(Extracted records)
=-=-=
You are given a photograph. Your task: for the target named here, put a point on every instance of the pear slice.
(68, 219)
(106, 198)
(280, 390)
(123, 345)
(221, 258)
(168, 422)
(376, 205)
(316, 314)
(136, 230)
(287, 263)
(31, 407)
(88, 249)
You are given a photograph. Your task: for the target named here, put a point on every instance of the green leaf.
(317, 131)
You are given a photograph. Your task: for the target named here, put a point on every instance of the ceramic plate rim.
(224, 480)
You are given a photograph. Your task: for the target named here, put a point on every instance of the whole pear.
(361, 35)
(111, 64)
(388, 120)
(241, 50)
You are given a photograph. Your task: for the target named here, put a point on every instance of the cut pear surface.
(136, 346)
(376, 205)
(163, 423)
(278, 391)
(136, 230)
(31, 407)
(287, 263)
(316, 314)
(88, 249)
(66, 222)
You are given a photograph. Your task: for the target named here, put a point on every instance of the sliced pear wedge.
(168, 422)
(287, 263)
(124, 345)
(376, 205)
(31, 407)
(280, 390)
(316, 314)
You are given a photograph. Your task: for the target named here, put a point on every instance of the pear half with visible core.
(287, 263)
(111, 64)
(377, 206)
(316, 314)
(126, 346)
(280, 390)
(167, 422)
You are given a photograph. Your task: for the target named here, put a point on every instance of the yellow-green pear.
=-=-=
Copy out only the material from the line that contains "cut pear surface." through the last line of the material, both ends included and the requests unchanged. Increase every coordinate in the points by 92.

You are given a photograph. Your task: for the target named here, put a point on every instance of the cut pear surface.
(228, 438)
(468, 297)
(255, 515)
(370, 483)
(228, 322)
(123, 499)
(379, 355)
(408, 406)
(180, 341)
(158, 314)
You are given a photograph. Your task: for the target named here, put a point on every instance of the sliced pear wedge.
(260, 514)
(379, 355)
(216, 437)
(468, 297)
(123, 499)
(372, 482)
(408, 406)
You are given a photograph. Your task: for the target named here, put a point on every instance of the pear half with visible core.
(379, 355)
(203, 156)
(469, 298)
(408, 406)
(218, 438)
(372, 482)
(259, 514)
You are given a photograph. Your task: for the target named here, put a point on every instance of the yellow-green pear.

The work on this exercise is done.